[Problem description]
Once the line containing "[ ] one point per instance of the eyeball" is found in the entries below, restate it and each following line word for word, stopping after the line containing "[ ] one point per instance of the skin".

[Data provided]
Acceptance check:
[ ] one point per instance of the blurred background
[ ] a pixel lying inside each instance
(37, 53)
--
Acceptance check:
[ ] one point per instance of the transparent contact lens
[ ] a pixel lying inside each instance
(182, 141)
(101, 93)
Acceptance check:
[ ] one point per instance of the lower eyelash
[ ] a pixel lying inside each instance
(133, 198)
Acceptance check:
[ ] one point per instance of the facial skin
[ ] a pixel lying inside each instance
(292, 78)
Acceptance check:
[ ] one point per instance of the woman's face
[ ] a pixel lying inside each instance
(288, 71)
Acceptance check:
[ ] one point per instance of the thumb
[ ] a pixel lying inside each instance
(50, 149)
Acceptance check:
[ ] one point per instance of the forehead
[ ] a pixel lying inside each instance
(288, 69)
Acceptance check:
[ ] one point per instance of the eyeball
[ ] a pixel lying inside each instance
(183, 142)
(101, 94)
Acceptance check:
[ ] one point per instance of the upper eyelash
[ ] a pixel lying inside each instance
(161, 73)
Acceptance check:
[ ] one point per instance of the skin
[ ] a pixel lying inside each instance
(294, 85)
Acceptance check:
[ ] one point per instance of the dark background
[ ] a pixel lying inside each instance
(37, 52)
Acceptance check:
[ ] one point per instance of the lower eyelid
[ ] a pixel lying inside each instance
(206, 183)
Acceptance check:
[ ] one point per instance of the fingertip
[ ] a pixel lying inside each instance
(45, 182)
---
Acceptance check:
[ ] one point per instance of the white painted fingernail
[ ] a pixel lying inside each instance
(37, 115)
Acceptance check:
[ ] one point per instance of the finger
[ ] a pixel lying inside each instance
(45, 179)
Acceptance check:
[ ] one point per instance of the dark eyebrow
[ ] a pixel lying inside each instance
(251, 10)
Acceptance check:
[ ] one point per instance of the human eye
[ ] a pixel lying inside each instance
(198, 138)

[Exercise solution]
[ ] one point per instance of the eyeball
[ ] a pixel lying inside each instance
(183, 142)
(101, 94)
Acceptance check:
[ ] one point per instance of the upper eyelash
[ ] a pixel lying inside each instance
(161, 73)
Acceptance check:
[ ] one point per instance of the skin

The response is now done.